TEXT PROVIDED:
★ ★ ★
UF cross country coach Todd Morgan can’t explain what happened to his program at Saturday’s Pre-National Invitational.

There’s no explanation for why both the UF men’s and women’s teams failed to place more than one runner in the top-15.

There’s no explanation for how 11 unranked squads were able to finish in front of the No. 27 Gators women’s team.

And there’s no way to explain how senior Charlotte Browning and junior Genevieve LaCaze went from top-25 finishes last year in Terre Haute, Ind., to dropping out of the top-40 altogether.

But Morgan will shoulder the blame, nonetheless.

“I just have got to do a better job coaching,” he said. “And look over how things have been going and try to figure out why we had this today. It’s my responsibility as the coach to have the guys better prepared than that.”

During the week, Morgan said he wanted both teams to finish in the top-six and to continue the momentum from Browning and men’s runner Dumisane Hlaselo’s first- and seventh-place showings at the Wisconsin Adidas Invitational on Oct. 2.

But amid the rolling hills and looping turns of Indiana State’s LaVern Gibson Championship Cross Country Course, the women’s team and Browning fell below expectations with a 21:14.1 run and 44th-place individual finish in the 6K, which was a best for the 19th-place Gators. The women’s team finished second at last year’s invitational.

While the women struggled through late morning, Hlaselo provided the lone bright spot for the No. 30 men’s team with his 23:59.2 run in the 8K and a 15th-place result. But his high finish was almost negated by the rest of his teammates, who finished no higher than 63rd, dropping the Gators to ninth place overall.
★ ★ ★
(Entries on locating named things)
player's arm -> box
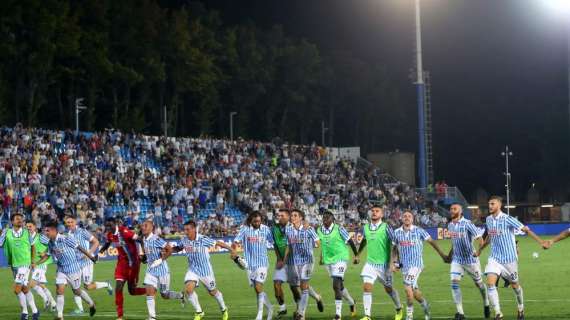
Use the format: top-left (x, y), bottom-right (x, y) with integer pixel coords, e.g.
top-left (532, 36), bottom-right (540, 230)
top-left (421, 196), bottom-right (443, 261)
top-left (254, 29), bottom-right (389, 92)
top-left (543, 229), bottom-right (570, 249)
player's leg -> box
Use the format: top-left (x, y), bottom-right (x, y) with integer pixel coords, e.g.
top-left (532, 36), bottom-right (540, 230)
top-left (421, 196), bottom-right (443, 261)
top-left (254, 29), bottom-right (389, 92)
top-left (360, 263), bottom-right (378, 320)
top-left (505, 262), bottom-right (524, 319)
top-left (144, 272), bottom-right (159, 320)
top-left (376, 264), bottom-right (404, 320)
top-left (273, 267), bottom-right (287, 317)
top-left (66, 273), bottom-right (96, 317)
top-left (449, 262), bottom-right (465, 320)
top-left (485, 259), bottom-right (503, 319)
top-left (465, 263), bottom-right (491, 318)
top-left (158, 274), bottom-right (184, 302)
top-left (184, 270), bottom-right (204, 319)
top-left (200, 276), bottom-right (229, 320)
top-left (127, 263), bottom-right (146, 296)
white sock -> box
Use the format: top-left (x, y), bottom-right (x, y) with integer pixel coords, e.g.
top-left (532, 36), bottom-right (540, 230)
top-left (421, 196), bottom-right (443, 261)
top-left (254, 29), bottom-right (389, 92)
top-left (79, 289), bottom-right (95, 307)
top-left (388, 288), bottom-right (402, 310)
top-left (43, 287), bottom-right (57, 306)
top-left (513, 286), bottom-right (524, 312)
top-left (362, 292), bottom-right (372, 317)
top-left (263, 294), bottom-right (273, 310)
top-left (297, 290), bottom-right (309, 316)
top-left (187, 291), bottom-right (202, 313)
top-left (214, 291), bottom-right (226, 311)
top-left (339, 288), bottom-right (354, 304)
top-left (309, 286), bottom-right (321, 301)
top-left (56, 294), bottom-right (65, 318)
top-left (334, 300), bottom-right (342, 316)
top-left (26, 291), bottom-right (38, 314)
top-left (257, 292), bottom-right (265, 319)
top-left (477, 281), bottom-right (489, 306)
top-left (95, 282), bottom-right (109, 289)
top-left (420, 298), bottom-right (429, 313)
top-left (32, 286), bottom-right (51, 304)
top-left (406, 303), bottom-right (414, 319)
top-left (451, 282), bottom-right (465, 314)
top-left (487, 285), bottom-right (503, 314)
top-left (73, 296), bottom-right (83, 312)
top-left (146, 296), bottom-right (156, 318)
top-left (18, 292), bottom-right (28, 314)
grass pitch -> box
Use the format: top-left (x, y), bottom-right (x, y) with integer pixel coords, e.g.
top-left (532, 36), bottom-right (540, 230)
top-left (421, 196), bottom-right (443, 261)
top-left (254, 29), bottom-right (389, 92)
★ ★ ★
TASK LIST:
1) Using the cross country article, decide whether each statement agrees with it: (a) The UF women's team placed second at last year's invitational. (b) The men's team finished sixth overall. (c) Morgan wanted both teams to finish in the top six. Answer yes or no for each, quoting the words from the article that decide it.
2) Write out the stretch of the cross country article from "UF cross country" through "in the top-15.".

RESPONSES TO THE TASKS:
1)
(a) Yes: "The women’s team finished second at last year’s invitational."
(b) No: "dropping the Gators to ninth place overall."
(c) Yes: "Morgan said he wanted both teams to finish in the top-six"

2)
UF cross country coach Todd Morgan can’t explain what happened to his program at Saturday’s Pre-National Invitational.

There’s no explanation for why both the UF men’s and women’s teams failed to place more than one runner in the top-15.